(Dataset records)
'''

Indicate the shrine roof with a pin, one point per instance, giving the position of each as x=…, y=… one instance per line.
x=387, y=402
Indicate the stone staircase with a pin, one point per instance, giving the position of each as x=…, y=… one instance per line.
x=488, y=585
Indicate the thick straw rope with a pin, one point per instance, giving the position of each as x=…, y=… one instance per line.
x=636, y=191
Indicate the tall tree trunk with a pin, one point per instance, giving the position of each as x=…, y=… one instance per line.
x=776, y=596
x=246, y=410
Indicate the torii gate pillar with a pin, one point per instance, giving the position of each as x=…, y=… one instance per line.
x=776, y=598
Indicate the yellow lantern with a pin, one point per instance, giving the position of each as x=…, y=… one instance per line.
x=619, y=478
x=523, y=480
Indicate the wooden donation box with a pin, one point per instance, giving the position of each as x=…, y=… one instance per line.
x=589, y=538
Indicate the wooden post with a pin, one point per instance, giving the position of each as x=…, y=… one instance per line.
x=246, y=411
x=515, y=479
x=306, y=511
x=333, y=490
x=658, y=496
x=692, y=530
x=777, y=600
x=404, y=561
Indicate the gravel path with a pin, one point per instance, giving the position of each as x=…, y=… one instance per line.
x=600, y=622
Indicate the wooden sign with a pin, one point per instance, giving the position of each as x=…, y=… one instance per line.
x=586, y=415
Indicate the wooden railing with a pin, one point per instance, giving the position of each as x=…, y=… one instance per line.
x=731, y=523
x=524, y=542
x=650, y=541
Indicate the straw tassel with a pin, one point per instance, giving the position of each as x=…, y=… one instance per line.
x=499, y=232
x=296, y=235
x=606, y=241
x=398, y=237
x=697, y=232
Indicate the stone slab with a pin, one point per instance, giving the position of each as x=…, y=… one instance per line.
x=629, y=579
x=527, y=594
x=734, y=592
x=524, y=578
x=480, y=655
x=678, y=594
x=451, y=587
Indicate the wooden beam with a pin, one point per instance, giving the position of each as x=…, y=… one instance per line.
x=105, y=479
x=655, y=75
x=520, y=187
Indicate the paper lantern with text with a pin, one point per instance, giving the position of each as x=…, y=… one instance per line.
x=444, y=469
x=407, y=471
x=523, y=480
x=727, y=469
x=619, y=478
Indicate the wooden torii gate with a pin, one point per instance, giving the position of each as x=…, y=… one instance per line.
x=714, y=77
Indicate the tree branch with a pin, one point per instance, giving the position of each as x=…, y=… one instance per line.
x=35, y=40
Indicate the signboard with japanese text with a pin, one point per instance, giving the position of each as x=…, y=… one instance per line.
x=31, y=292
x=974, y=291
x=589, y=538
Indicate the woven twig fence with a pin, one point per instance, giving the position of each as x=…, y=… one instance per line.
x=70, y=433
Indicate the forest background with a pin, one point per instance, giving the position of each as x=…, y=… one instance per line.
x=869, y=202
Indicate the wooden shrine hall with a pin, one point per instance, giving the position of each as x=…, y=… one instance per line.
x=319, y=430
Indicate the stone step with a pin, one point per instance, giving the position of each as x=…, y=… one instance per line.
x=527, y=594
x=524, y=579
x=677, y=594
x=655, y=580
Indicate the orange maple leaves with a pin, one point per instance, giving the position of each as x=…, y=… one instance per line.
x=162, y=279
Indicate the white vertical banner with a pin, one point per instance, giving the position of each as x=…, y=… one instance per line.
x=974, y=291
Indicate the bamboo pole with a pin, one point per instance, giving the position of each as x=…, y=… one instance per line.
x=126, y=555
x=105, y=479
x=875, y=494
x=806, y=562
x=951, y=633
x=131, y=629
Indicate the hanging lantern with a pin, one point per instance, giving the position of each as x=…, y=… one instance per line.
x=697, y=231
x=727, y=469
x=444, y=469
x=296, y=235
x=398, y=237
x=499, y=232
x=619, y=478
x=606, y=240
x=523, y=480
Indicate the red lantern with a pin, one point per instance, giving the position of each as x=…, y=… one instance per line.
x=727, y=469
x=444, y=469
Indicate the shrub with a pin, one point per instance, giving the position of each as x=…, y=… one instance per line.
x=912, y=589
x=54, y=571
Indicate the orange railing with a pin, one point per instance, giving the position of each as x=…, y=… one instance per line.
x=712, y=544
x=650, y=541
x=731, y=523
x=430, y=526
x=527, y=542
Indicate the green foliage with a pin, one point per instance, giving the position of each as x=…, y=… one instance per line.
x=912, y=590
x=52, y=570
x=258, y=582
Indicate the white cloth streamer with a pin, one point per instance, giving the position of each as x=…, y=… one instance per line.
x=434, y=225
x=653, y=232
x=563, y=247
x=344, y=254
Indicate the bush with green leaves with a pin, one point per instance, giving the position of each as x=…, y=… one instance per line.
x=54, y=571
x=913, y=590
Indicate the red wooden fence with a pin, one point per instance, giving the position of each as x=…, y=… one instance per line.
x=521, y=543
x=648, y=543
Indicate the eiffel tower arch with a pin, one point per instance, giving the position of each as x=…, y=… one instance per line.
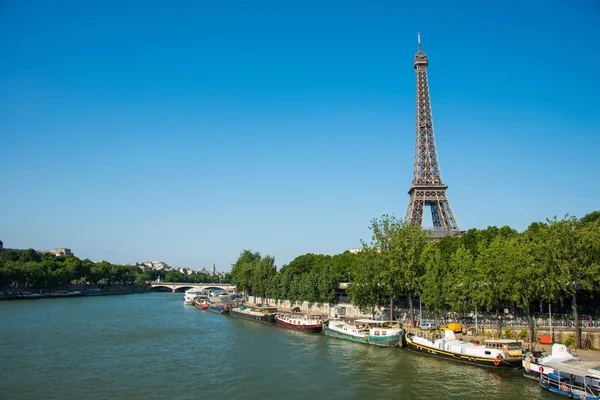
x=427, y=188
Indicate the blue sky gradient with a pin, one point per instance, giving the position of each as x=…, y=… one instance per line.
x=190, y=131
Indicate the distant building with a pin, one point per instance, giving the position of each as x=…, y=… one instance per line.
x=59, y=251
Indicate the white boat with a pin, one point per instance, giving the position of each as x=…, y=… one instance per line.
x=369, y=331
x=190, y=295
x=300, y=321
x=498, y=353
x=562, y=373
x=255, y=313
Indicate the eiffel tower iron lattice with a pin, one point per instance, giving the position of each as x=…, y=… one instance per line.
x=427, y=187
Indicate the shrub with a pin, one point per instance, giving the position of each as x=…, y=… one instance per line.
x=570, y=341
x=523, y=335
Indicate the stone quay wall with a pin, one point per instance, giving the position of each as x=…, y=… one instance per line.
x=591, y=335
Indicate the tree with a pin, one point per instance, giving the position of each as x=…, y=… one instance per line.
x=242, y=270
x=571, y=252
x=527, y=277
x=365, y=290
x=263, y=272
x=460, y=294
x=433, y=282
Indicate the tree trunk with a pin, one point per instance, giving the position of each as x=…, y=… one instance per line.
x=577, y=329
x=531, y=328
x=412, y=311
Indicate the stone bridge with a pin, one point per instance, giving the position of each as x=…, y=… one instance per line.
x=180, y=287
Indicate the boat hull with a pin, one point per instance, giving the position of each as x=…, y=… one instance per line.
x=299, y=327
x=217, y=309
x=267, y=318
x=485, y=362
x=383, y=341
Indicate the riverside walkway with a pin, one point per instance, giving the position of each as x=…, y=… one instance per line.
x=177, y=286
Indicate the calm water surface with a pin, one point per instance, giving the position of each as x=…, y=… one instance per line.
x=151, y=346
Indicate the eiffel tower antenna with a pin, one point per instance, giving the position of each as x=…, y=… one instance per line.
x=427, y=187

'''

- GIVEN EXERCISE -
Can you convert every line of the material into a JSON list of strings, one string per line and no blank lines, with the pictures left out?

- OUTPUT BELOW -
[
  "Indicate the shrine roof with a pin, one point per instance, giving the position of each as x=…, y=… one instance per line.",
  "x=387, y=402",
  "Indicate the stone staircase with a pin, one point per instance, giving the position of each as x=…, y=… one instance per line.",
  "x=488, y=585",
  "Indicate the thick straw rope with a pin, one point per instance, giving the position of each as x=…, y=… one instance per line.",
  "x=636, y=191",
  "Indicate the tall tree trunk with a pin, one point per instance, giving the position of each as x=…, y=… one instance per line.",
  "x=776, y=596",
  "x=246, y=410",
  "Indicate the torii gate pillar with a pin, one point per instance, giving the position of each as x=…, y=… one instance per line.",
  "x=776, y=598",
  "Indicate the yellow lantern with a pin, one point per instance, giving the position of each as x=…, y=… one instance per line.",
  "x=619, y=478",
  "x=523, y=480",
  "Indicate the wooden donation box with a pin, one point per instance, giving the position of each as x=…, y=… one instance per line.",
  "x=589, y=538",
  "Indicate the wooden post with a pin, one point per instance, giving the position of each as x=…, y=… one instance per line.",
  "x=246, y=411",
  "x=515, y=479",
  "x=306, y=511",
  "x=333, y=490",
  "x=658, y=496",
  "x=692, y=530",
  "x=777, y=600",
  "x=404, y=561",
  "Indicate the gravel path with a pin, one point per instance, giving the position of each as x=…, y=… one instance per line.",
  "x=600, y=622",
  "Indicate the wooden sign with a pin, one point per instance, giving the position of each as x=…, y=… one instance per line.",
  "x=586, y=415",
  "Indicate the wooden railing with a pin, one point per instance, giving the position of each as x=…, y=… one instance per line.",
  "x=731, y=523",
  "x=524, y=542",
  "x=650, y=541",
  "Indicate the straw tassel with a pin, one point per instance, giving the position of each as x=…, y=… one instance per line.",
  "x=499, y=232",
  "x=296, y=235",
  "x=606, y=241",
  "x=398, y=237",
  "x=697, y=232",
  "Indicate the stone slab with a pin, one point per instance, giving the position of each as x=…, y=… one instance per line.",
  "x=629, y=579",
  "x=527, y=594",
  "x=734, y=592",
  "x=524, y=578",
  "x=480, y=655",
  "x=678, y=594",
  "x=451, y=587",
  "Indicate the wooden beam with a pin, one point per instance, giving the position of each as x=…, y=… one instance per line.",
  "x=105, y=479",
  "x=655, y=75",
  "x=520, y=187",
  "Indicate the paper lantern with text with a pin, one point per instance, giving the position of each as x=…, y=… one instance per line.",
  "x=444, y=469",
  "x=407, y=471",
  "x=523, y=480",
  "x=727, y=469",
  "x=619, y=478",
  "Indicate the wooden torii gate with a pin, one point per instance, giving the position of each as x=…, y=… one instance per line.",
  "x=714, y=77",
  "Indicate the tree branch with a pin, one point per instance, giving the position of each as x=…, y=… one instance per line.",
  "x=35, y=40",
  "Indicate the signboard with japanese text with a pin, one point per instance, giving the position of each as x=…, y=… one instance per line.",
  "x=31, y=292",
  "x=974, y=291",
  "x=589, y=538",
  "Indicate the woven twig fence with a pin, one point per instance, giving the position of each as x=…, y=… one instance per line.",
  "x=70, y=433",
  "Indicate the forest background with a pin, one point per instance, giving the position of each as x=…, y=… one instance per line.",
  "x=869, y=202",
  "Indicate the wooden shrine hall with a pin, one point per instance, giving the position of each as x=…, y=… one instance per line.",
  "x=319, y=430",
  "Indicate the stone step with a pin, one point per instance, giving the position of each as x=…, y=… one instance per line.",
  "x=527, y=594",
  "x=524, y=579",
  "x=677, y=594",
  "x=655, y=580",
  "Indicate the orange maple leaves with a pin, one point per instance, giving the position of each as x=…, y=… one instance per line.",
  "x=162, y=279",
  "Indicate the white vertical banner with a pin, one point per instance, giving the position of each as x=…, y=… one instance per line.",
  "x=974, y=291",
  "Indicate the bamboo pole with a pin, one point per instance, giving the position of each as x=…, y=… one instance per line.",
  "x=126, y=555",
  "x=105, y=479",
  "x=875, y=494",
  "x=806, y=562",
  "x=951, y=633",
  "x=131, y=629",
  "Indicate the hanging lantern with a pin, one point per instance, giving the position of each as x=…, y=… one instance per line.",
  "x=697, y=231",
  "x=727, y=469",
  "x=444, y=469",
  "x=296, y=235",
  "x=398, y=237",
  "x=499, y=232",
  "x=619, y=478",
  "x=606, y=240",
  "x=523, y=480",
  "Indicate the red lantern with a pin, one point per instance, giving the position of each as x=…, y=… one instance per line.",
  "x=727, y=469",
  "x=444, y=469",
  "Indicate the shrub with a pin, one point per instance, giving the position of each as x=…, y=… one instance per line.",
  "x=912, y=589",
  "x=54, y=571",
  "Indicate the orange railing with a pin, one point per instance, giving the position of each as x=…, y=… one instance per line.",
  "x=712, y=544",
  "x=650, y=541",
  "x=731, y=523",
  "x=430, y=526",
  "x=527, y=542",
  "Indicate the green foliage with a pin, one point per instance, giving the position of each as x=…, y=… one instance per line.",
  "x=912, y=590",
  "x=52, y=570",
  "x=258, y=582",
  "Indicate the white cloth streamer with a pin, one point per instance, giving the position of each as x=…, y=… one instance per line.",
  "x=434, y=225",
  "x=653, y=232",
  "x=563, y=247",
  "x=344, y=254",
  "Indicate the bush with green leaves with a pin, one point per instance, giving the position of each as x=…, y=… one instance per line.",
  "x=54, y=571",
  "x=913, y=590",
  "Indicate the red wooden fence with a pin, one point per instance, giving the position of each as x=…, y=… one instance per line.",
  "x=521, y=543",
  "x=648, y=543",
  "Indicate the eiffel tower arch with a pin, one point per instance, giving the position of each as x=…, y=… one instance per line.",
  "x=427, y=188",
  "Indicate the blue sky gradient with a pin, one point per instance, giving the position of each as x=…, y=… one instance per line.",
  "x=190, y=131",
  "Indicate the distant building with a pin, one point per instance, giving the position of each as x=…, y=… one instance per line.",
  "x=59, y=251",
  "Indicate the white boat with a pin, one point per instance, giving the position of each as x=…, y=… one instance per line.",
  "x=369, y=331",
  "x=190, y=295",
  "x=300, y=321",
  "x=498, y=353",
  "x=562, y=373",
  "x=255, y=313",
  "Indicate the eiffel tower iron lattice with a pin, one point per instance, giving the position of each as x=…, y=… one instance per line.",
  "x=427, y=187",
  "Indicate the shrub with a pin, one point per instance, giving the position of each as x=…, y=… one instance per line.",
  "x=570, y=341",
  "x=523, y=335",
  "Indicate the stone quay wall with a pin, one point per instance, giving the position of each as x=…, y=… one instance per line.",
  "x=591, y=335",
  "Indicate the tree with a pin, one point per instance, giving the position of each as x=…, y=… one instance per line.",
  "x=242, y=270",
  "x=571, y=252",
  "x=527, y=277",
  "x=365, y=290",
  "x=263, y=272",
  "x=460, y=294",
  "x=433, y=282",
  "Indicate the tree trunk with a pin, one point per instance, giving the position of each as x=…, y=… one instance per line.",
  "x=577, y=329",
  "x=531, y=328",
  "x=412, y=311",
  "Indicate the stone bridge with a pin, one point per instance, giving the position of each as x=…, y=… one instance per line.",
  "x=180, y=287",
  "Indicate the boat hull with a pin, one point per instance, giving the position of each as x=…, y=… one instance per line.",
  "x=299, y=327",
  "x=217, y=309",
  "x=267, y=318",
  "x=485, y=362",
  "x=383, y=341",
  "Indicate the riverside walkway with a pin, one point per instance, giving the position of each as x=…, y=… one instance per line.",
  "x=177, y=286",
  "Indicate the calm water surface with a pin, one point per instance, giving the position of each as x=…, y=… one instance per line.",
  "x=151, y=346",
  "Indicate the eiffel tower antenna with a pin, one point per instance, giving the position of each as x=…, y=… one instance per line.",
  "x=427, y=187"
]